:: Exercise set ::
• A. List every country named in the Hezbollah article.
• B. Please copy the Hezbollah article word for word from "Lutfallah Daher/AP" to "border with Israel.".

:: Document excerpt ::
Hezbollah militants regroup amid war jitters

The Lebanese Shiite group is recruiting Sunnis, training in Iran for a possible second war with Israel.

Lutfallah Daher/AP
Border: Peacekeepers with the United Nations Interim Force in Lebanon (UNIFIL) installed fencing last week along the southern Lebanese border with Israel.
Rich Clabaugh
Nicholas Blanford
A banner above a highway in south Lebanon shows a picture of Imad Mughnieh, Hizbullah's former top military commander. The banner reads 'O our leader: Our Fingers are on the trigger and our ees are on Jerusalem.' Hizbullah continues to recurit and train new combatants, especially after Mr. Mughnieh's assassination, contributing to war jitters between Hizbullah and Israel; the 2006 war between the two played out in south Lebanon.

In south Lebanon, where the 2006 summertime war between Israel and militant Shiite Hezbollah was played out, villages are abuzz with talk of another devastating conflict between the two archfoes.

Over the past few weeks, military activity on both sides of the border has contributed to war jitters as both Israel and Hezbollah are seemingly poised to strike.

The Israeli military just wrapped up a nationwide war drill it dubbed "Turning Point 2," and Hizbullah appears to have devised new battle plans that include cross-border raids into Israel and has mounted a sweeping recruitment and training drive, even marshaling non-Shiites and former Israeli-allied militiamen into new reservist units.

:: Data ::
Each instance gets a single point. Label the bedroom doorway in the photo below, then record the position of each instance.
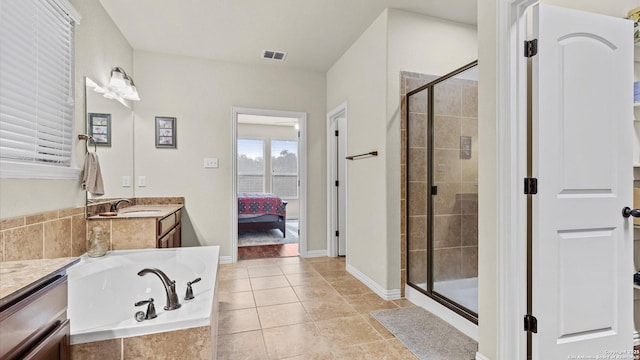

:: Final answers ::
• A. Lebanon, Israel, Iran

• B.
Lutfallah Daher/AP
Border: Peacekeepers with the United Nations Interim Force in Lebanon (UNIFIL) installed fencing last week along the southern Lebanese border with Israel.